## Quoted passage
###
Honey ‘may be better than antibiotics’ for curing coughs and colds, study claims

Experts say: Honey is more effective than antibiotics at treating irritating coughs, sore throats, and the common cold.

New research from Oxford University scientists states that doctors should advise their patients to have a spoonful of honey instead of antibiotics when treating symptoms including cough and cold, Daily Mail reveals.

The researchers reviewed studies comparing the effectiveness of honey against cough suppressants, antihistamines, and painkillers. As a result, they found that not only the so-called ‘nectar of gods’ had no harmful side effects, but it was also ‘superior’ at relieving symptoms of the common cold.

On average, honey halted cough severity by 44%. 

What’s more, it was 36% more effective at decreasing cough frequency than common medications. Besides, there was evidence that the sweet treat significantly reduces the recovery period of upper respiratory tract infection (URTI). To determine the overall impact of honey, the Oxford researchers reviewed 14 studies, with 1,761 participants.

The study published in the British Medical Journal said:

“Honey was associated with a significantly greater reduction in combined symptom score, cough frequency and cough severity.”

The experts highlighted that honey is cheap, easily accessible, and has no side effects.

These notes and findings come as professionals are concerned that patients are being prescribed antibiotics for coughs and colds far too often. The study states:

“Since the majority of URTIs are viral, antibiotic prescription is both ineffective and inappropriate. Given that a lack of alternative therapies and desire to preserve the patient-doctor relationship are two key contributors to antibiotic overprescription by GPs, our finding that honey may be effective is important.
Honey is a reasonable alternative.

In two of the reviewed studies, the scientists found that cold symptoms in patients treated with honey lasted with up to two days less than in those treated with the usual medicaments. However, the experts warned that honey is a complex substance, which means different types could have different effects.

“Honey is a frequently used lay remedy that is well known to patients. It is also cheap, easy to access and has limited harms.”

Although honey is ‘safe for use by the majority of the population’, it shouldn’t be given to people allergic to the substance, or to children aged under one year of age.
###
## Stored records
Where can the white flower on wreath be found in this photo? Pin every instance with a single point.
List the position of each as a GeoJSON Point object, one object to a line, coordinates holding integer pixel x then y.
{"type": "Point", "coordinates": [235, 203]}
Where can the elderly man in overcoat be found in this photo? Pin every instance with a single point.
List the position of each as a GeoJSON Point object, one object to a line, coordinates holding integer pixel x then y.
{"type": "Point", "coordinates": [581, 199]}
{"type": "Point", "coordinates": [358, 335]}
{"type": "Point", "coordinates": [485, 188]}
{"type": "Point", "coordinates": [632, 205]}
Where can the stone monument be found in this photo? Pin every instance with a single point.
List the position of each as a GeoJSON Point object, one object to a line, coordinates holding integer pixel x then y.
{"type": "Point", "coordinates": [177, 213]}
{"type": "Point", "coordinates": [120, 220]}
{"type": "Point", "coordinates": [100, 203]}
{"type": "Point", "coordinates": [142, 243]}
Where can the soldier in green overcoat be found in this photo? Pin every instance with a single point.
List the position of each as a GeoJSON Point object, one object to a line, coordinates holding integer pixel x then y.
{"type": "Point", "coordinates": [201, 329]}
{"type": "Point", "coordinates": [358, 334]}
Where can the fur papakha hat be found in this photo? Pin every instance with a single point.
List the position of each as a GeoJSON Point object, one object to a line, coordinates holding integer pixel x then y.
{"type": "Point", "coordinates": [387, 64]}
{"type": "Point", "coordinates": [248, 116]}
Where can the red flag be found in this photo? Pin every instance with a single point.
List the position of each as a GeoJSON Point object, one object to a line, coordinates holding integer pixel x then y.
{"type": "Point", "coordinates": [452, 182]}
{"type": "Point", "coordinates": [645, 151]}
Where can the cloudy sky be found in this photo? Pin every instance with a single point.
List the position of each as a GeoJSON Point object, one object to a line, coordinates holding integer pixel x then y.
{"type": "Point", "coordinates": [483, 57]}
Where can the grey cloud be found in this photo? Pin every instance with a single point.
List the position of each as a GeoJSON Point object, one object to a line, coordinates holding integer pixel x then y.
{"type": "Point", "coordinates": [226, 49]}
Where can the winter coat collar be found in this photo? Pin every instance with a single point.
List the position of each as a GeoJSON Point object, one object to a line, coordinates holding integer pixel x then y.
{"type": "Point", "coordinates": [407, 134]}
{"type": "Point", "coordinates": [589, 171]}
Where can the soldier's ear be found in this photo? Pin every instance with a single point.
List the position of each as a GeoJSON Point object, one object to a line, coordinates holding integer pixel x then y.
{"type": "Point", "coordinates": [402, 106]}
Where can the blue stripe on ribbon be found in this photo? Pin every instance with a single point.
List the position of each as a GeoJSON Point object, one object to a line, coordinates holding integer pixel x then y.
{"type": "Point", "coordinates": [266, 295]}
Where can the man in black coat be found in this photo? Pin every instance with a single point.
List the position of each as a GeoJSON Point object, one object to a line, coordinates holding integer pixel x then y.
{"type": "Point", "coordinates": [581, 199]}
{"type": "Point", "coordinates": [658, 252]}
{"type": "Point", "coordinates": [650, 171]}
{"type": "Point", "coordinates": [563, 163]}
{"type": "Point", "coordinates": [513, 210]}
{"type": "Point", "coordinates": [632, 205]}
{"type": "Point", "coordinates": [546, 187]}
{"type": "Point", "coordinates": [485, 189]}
###
## Work request A
According to the honey article, how many studies did the Oxford researchers review?
## Work request B
Copy the passage of the honey article starting at "What’s more, it" and ending at "with 1,761 participants.".
Rely only on the honey article itself and set the lines aside.

## Response A
14 studies, with 1,761 participants.

## Response B
What’s more, it was 36% more effective at decreasing cough frequency than common medications. Besides, there was evidence that the sweet treat significantly reduces the recovery period of upper respiratory tract infection (URTI). To determine the overall impact of honey, the Oxford researchers reviewed 14 studies, with 1,761 participants.